La Commune me semble perdre trop de temps avec des bagatelles et des querelles personnelles. On voit qu’il y a encore d’autres influences que celles des ouvriers. Mettons ces mots au passé. Ils sonnent comme le Tombeau de l’Insurrection parisienne : La Commune a perdu trop de temps avec des bagatelles et des querelles personnelles. On voit qu’il y eût encore d’autres influences que celles des ouvriers.Ils sont de Karl Marx, le 13 mai.

 

Mouvement sans chef, animés par des acteurs chaque jour plus déchirés entre eux par des querelles d’ego ; divisés en multiples factions, des légalistes pacifistes aux combattants, mais sans se fatiguer; mouvement qui se perd en décisions d’organisations à remettre sans cesse sur le métier ; beaucoup de palabres et peu d’actions. Et quelles actions ? Marquées pour la plupart par des préoccupations petites bourgeoises, qui accouchent de règles sur les effets de commerce, le paiement des loyers, le démantèlement du Mont-de-Piété, sans jamais remettre en cause. Il fallait toucher au portefeuille des Versaillais – la Banque de France et la Bourse. Les Communards, là encore trop divisés, trop petits-bourgeois, trop respectueux des Institutions, ne l’ont pas fait. 

 

Sur le plan social, le bilan est maigre. Une partie influente des Communards, faite de petits patrons et d’anarchistes, pense, pour des raisons opposées, que les pouvoirs publics n’ont pas à interférer dans les relations entre patrons et ouvriers. Certes, mais les femmes ? On vote, à bras levé, le droit à la séparation, et celui à une pension alimentaire. Mais les bases du patriarcat restent solides : à aucun moment, il n’est question du droit de vote pour les femmes.

### Consignes
a: Recopiez, dans l'extrait sur la Commune, le passage allant de « Sur le plan » jusqu'à « pour les femmes. » inclus.
b: Traduisez en anglais cette phrase de l'extrait sur la Commune : « Sur le plan social, le bilan est maigre. »
La liste ci-après provient d'une autre source que l'extrait.

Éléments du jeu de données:
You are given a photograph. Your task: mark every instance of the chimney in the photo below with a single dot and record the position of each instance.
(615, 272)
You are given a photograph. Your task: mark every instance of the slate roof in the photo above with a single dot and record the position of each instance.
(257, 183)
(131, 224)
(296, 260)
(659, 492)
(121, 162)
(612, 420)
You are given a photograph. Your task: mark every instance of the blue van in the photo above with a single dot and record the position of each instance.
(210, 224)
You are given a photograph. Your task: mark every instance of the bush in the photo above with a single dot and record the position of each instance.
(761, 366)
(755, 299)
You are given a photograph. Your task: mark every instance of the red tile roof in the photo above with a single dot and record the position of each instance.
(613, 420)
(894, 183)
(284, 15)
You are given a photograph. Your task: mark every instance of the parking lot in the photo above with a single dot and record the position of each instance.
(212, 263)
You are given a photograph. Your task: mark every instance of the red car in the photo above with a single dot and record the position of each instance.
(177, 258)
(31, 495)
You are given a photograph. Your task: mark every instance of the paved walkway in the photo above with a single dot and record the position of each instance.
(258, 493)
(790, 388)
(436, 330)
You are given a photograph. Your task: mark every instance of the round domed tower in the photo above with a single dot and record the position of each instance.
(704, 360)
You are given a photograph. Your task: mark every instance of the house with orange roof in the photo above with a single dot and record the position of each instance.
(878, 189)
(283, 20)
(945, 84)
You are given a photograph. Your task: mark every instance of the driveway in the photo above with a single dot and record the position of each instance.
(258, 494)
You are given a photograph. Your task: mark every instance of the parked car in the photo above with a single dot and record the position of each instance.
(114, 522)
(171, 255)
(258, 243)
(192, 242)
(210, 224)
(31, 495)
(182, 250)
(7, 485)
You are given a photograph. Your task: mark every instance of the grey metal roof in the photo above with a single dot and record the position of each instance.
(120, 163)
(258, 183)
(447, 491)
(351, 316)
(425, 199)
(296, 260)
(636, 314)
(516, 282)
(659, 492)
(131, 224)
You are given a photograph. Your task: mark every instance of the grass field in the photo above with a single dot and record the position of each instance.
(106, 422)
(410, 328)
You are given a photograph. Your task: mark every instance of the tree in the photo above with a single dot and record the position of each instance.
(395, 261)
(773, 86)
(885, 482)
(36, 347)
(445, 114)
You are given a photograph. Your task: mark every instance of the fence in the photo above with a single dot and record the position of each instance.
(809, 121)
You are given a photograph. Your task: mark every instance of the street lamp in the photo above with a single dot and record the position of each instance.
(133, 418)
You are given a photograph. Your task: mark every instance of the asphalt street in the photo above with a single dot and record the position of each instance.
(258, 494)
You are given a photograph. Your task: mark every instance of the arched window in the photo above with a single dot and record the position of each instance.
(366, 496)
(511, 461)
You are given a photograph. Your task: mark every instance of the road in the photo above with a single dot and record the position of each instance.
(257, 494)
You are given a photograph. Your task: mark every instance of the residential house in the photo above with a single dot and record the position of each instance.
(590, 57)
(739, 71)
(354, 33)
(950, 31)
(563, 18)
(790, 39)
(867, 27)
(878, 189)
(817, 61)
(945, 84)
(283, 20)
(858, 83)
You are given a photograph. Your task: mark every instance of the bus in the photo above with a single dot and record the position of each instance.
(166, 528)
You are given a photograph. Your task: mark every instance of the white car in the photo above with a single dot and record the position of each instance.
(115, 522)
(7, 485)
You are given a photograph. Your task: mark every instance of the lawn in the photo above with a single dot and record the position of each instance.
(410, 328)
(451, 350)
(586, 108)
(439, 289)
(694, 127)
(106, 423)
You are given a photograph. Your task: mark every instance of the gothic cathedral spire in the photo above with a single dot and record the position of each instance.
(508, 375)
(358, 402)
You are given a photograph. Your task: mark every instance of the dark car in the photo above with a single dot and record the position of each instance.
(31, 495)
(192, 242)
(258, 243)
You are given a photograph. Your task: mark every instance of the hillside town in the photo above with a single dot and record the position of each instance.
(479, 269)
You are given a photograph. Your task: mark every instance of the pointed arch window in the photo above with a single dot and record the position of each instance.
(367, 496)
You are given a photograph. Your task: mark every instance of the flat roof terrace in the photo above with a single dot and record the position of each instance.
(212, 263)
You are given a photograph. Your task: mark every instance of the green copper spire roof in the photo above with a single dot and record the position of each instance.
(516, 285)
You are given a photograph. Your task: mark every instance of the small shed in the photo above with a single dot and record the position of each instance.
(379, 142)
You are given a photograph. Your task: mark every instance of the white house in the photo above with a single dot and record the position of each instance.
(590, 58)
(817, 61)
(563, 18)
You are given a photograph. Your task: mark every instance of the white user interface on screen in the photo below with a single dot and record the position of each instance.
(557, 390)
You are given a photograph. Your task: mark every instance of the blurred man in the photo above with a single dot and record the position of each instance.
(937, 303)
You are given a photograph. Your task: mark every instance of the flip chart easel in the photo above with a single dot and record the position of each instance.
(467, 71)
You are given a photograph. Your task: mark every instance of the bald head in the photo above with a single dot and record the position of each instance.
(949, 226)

### Réponses
a:
Sur le plan social, le bilan est maigre. Une partie influente des Communards, faite de petits patrons et d’anarchistes, pense, pour des raisons opposées, que les pouvoirs publics n’ont pas à interférer dans les relations entre patrons et ouvriers. Certes, mais les femmes ? On vote, à bras levé, le droit à la séparation, et celui à une pension alimentaire. Mais les bases du patriarcat restent solides : à aucun moment, il n’est question du droit de vote pour les femmes.

b: On the social front, the record is meager.